▶ _Set task_
Rewrite the data between the lines holding "--target white polo shirt" and "184], [248, 207]]", inclusive, in full, raising every coordinate in the answer outlines by 43 and keeping all other text unchanged.

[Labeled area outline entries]
┌────────
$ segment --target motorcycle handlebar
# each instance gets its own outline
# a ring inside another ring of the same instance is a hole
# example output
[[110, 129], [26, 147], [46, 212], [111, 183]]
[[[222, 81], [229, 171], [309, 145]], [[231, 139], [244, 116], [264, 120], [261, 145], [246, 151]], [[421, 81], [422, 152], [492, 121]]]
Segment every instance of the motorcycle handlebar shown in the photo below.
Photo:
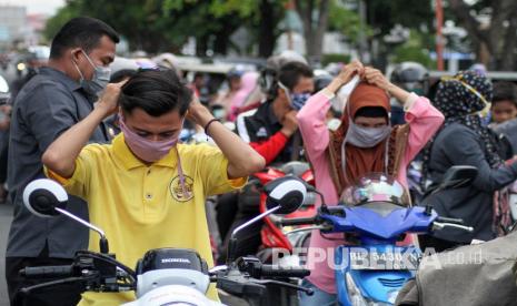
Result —
[[264, 277], [298, 277], [304, 278], [310, 275], [306, 268], [282, 268], [274, 265], [262, 265], [260, 274]]
[[71, 265], [26, 267], [20, 269], [20, 276], [27, 278], [68, 277], [72, 276], [72, 273], [73, 268]]
[[456, 224], [456, 223], [445, 223], [445, 222], [444, 223], [441, 223], [441, 222], [434, 222], [433, 223], [433, 230], [434, 231], [443, 230], [445, 227], [461, 230], [461, 231], [465, 231], [465, 232], [468, 232], [468, 233], [474, 232], [474, 227], [471, 227], [471, 226], [465, 226], [465, 225], [459, 225], [459, 224]]
[[465, 222], [463, 218], [438, 216], [436, 221], [441, 222], [441, 223], [453, 223], [453, 224], [465, 225]]

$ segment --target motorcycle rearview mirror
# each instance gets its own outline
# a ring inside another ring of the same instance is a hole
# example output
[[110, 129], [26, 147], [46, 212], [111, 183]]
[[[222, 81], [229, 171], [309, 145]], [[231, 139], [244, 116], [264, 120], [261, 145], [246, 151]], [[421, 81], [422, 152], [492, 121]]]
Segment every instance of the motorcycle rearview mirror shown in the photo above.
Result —
[[63, 215], [78, 222], [100, 235], [100, 253], [109, 253], [109, 244], [102, 230], [90, 224], [82, 218], [71, 214], [66, 210], [68, 194], [57, 182], [49, 178], [39, 178], [30, 182], [23, 190], [23, 205], [32, 214], [39, 217], [54, 217]]
[[268, 210], [233, 230], [228, 243], [228, 266], [236, 259], [237, 234], [240, 231], [272, 213], [289, 214], [295, 212], [307, 196], [305, 182], [296, 176], [284, 176], [271, 181], [264, 186], [264, 192], [267, 195], [266, 205]]
[[[466, 186], [473, 183], [474, 180], [476, 180], [478, 172], [479, 172], [478, 169], [475, 166], [468, 166], [468, 165], [451, 166], [444, 174], [444, 178], [441, 180], [441, 183], [434, 190], [431, 188], [428, 194], [424, 195], [424, 197], [437, 194], [444, 190], [459, 188], [459, 187]], [[433, 205], [428, 201], [426, 205], [426, 214], [430, 215], [431, 211], [433, 211]]]
[[264, 186], [268, 210], [280, 207], [275, 213], [290, 214], [298, 210], [307, 196], [307, 186], [296, 176], [284, 176]]

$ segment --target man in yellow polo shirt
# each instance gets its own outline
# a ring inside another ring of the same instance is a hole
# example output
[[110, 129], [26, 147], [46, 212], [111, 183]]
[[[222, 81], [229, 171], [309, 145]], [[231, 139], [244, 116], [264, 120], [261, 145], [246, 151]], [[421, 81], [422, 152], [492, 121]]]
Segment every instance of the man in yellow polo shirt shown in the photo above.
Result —
[[[212, 265], [207, 195], [241, 187], [264, 159], [217, 122], [172, 71], [147, 70], [110, 84], [93, 112], [56, 140], [42, 161], [50, 177], [89, 205], [117, 259], [136, 266], [151, 248], [193, 248]], [[89, 144], [100, 122], [119, 112], [122, 133]], [[205, 126], [218, 147], [177, 144], [185, 118]], [[99, 251], [97, 237], [90, 249]], [[217, 299], [211, 286], [208, 296]], [[80, 305], [119, 305], [131, 293], [82, 295]]]

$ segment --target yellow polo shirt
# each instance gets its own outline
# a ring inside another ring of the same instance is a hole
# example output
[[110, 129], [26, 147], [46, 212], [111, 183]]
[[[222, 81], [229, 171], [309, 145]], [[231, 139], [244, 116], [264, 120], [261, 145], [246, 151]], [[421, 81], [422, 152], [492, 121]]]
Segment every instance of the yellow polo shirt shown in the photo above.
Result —
[[[122, 134], [112, 144], [82, 149], [72, 177], [48, 175], [88, 202], [90, 222], [106, 232], [110, 252], [127, 266], [135, 268], [147, 251], [159, 247], [193, 248], [213, 266], [205, 200], [241, 187], [246, 178], [228, 178], [228, 160], [217, 147], [178, 144], [178, 151], [189, 198], [179, 185], [176, 150], [148, 166], [131, 153]], [[99, 252], [96, 233], [90, 233], [89, 248]], [[218, 298], [213, 285], [208, 297]], [[133, 293], [84, 293], [79, 305], [133, 299]]]

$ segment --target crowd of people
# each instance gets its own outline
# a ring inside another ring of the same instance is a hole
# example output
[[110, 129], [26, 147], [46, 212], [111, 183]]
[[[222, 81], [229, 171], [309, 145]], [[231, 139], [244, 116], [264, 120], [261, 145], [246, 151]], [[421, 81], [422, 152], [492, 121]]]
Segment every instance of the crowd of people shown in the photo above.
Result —
[[[8, 202], [14, 205], [6, 255], [12, 305], [17, 292], [36, 282], [22, 278], [21, 268], [70, 264], [78, 249], [99, 251], [76, 223], [39, 218], [24, 208], [23, 188], [40, 177], [64, 186], [71, 195], [68, 210], [103, 228], [111, 251], [128, 266], [150, 248], [171, 246], [193, 248], [213, 265], [205, 212], [211, 195], [218, 195], [225, 242], [215, 259], [223, 262], [228, 233], [259, 214], [259, 193], [246, 185], [247, 177], [290, 161], [310, 164], [329, 205], [369, 173], [386, 173], [421, 192], [454, 165], [476, 166], [471, 185], [433, 198], [439, 215], [463, 218], [474, 232], [438, 231], [421, 236], [420, 246], [445, 251], [505, 235], [511, 226], [514, 83], [493, 84], [483, 73], [461, 71], [430, 90], [426, 69], [415, 63], [398, 67], [389, 79], [352, 61], [332, 76], [316, 73], [301, 57], [285, 55], [271, 58], [260, 73], [230, 71], [227, 90], [202, 101], [200, 74], [189, 84], [180, 71], [159, 65], [111, 74], [118, 42], [118, 33], [100, 20], [70, 20], [52, 40], [48, 65], [20, 89], [12, 113], [6, 111], [7, 123], [0, 122], [9, 133], [9, 142], [2, 142], [8, 154], [1, 156], [7, 156]], [[222, 122], [233, 122], [235, 131]], [[210, 141], [181, 143], [186, 128]], [[408, 174], [414, 163], [422, 165], [417, 178]], [[420, 204], [411, 195], [400, 204]], [[258, 251], [260, 227], [257, 223], [240, 233], [237, 255]], [[342, 243], [311, 233], [310, 247]], [[301, 305], [331, 305], [331, 267], [310, 253], [308, 262], [314, 269], [302, 285], [316, 294], [302, 295]], [[208, 295], [217, 299], [215, 288]], [[131, 298], [81, 296], [77, 287], [63, 285], [31, 295], [26, 305]]]

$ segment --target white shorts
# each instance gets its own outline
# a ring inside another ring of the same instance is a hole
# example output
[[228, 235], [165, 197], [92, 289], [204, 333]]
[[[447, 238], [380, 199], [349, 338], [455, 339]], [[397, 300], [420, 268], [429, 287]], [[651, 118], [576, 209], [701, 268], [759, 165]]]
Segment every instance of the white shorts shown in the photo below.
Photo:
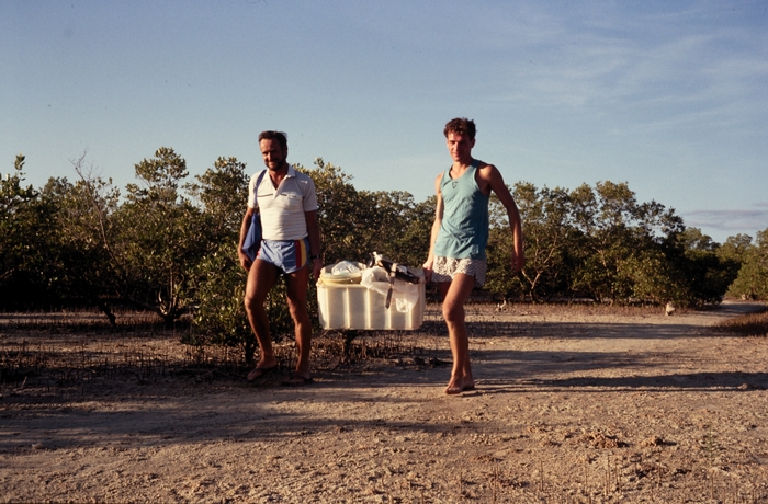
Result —
[[432, 282], [440, 284], [451, 282], [453, 275], [463, 273], [475, 277], [475, 287], [485, 285], [485, 272], [488, 270], [486, 259], [452, 259], [434, 257], [432, 265]]

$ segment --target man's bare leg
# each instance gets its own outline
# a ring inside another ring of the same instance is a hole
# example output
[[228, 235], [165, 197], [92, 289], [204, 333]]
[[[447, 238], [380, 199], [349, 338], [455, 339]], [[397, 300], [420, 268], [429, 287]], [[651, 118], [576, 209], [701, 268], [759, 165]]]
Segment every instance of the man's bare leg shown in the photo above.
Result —
[[[253, 330], [256, 341], [259, 343], [258, 369], [271, 369], [278, 365], [278, 359], [272, 350], [272, 337], [269, 328], [269, 317], [264, 309], [264, 301], [269, 291], [278, 282], [278, 268], [266, 261], [257, 259], [248, 271], [246, 283], [245, 306], [248, 323]], [[251, 375], [253, 371], [251, 371]], [[249, 375], [249, 379], [251, 375]]]
[[285, 275], [289, 309], [296, 333], [296, 369], [294, 376], [309, 379], [309, 351], [312, 346], [312, 322], [307, 311], [309, 267]]
[[461, 393], [475, 387], [470, 365], [470, 337], [464, 322], [464, 303], [470, 299], [470, 294], [475, 286], [475, 278], [458, 273], [454, 275], [453, 282], [438, 285], [443, 297], [442, 314], [448, 325], [451, 353], [453, 354], [453, 369], [445, 393]]

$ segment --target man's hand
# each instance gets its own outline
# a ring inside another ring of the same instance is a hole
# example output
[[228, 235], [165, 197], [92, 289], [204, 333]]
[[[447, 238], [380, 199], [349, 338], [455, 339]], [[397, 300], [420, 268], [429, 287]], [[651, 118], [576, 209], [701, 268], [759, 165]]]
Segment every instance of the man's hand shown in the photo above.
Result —
[[315, 282], [320, 279], [320, 270], [323, 270], [323, 261], [320, 257], [312, 260], [312, 274], [315, 276]]

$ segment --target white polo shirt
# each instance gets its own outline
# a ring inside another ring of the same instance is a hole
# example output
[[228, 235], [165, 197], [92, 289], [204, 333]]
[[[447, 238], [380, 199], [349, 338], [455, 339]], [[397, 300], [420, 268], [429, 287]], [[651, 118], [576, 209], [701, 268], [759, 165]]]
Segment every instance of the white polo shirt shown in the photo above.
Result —
[[261, 213], [261, 233], [264, 240], [301, 240], [307, 232], [306, 211], [317, 210], [315, 183], [308, 175], [289, 164], [289, 171], [278, 188], [264, 173], [259, 193], [253, 194], [258, 172], [248, 184], [248, 207]]

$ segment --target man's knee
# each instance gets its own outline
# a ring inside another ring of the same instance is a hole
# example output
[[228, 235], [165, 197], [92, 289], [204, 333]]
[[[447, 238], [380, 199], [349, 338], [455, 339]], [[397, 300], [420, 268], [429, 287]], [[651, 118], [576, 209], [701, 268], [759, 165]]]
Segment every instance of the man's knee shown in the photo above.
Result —
[[442, 317], [448, 323], [461, 323], [464, 322], [464, 307], [461, 305], [448, 305], [442, 306]]

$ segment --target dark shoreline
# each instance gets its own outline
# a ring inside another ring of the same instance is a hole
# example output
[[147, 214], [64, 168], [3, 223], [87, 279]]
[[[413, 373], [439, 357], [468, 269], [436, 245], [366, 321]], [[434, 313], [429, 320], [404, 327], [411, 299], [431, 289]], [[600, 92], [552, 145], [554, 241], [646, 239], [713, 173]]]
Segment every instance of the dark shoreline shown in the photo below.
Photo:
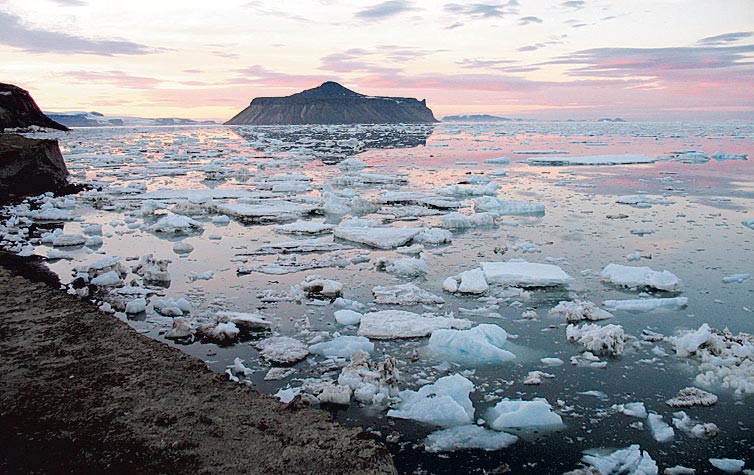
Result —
└────────
▶ _Solution to this exercise_
$ segment --target white polo shirt
# each instance gets its own outline
# a ring inside another ring of the same instance is a hole
# example output
[[228, 235], [165, 197], [92, 289], [204, 333]]
[[[447, 238], [380, 199], [349, 338], [455, 339]], [[397, 300], [420, 268], [429, 287]], [[651, 118], [576, 209], [701, 268], [759, 165]]]
Segment every instance of the white polo shirt shown in the photo above.
Result —
[[304, 256], [304, 276], [307, 283], [344, 283], [350, 275], [349, 254], [360, 253], [358, 226], [351, 218], [332, 207], [332, 214], [321, 231], [307, 216], [302, 236], [296, 237], [301, 215], [291, 227], [291, 250]]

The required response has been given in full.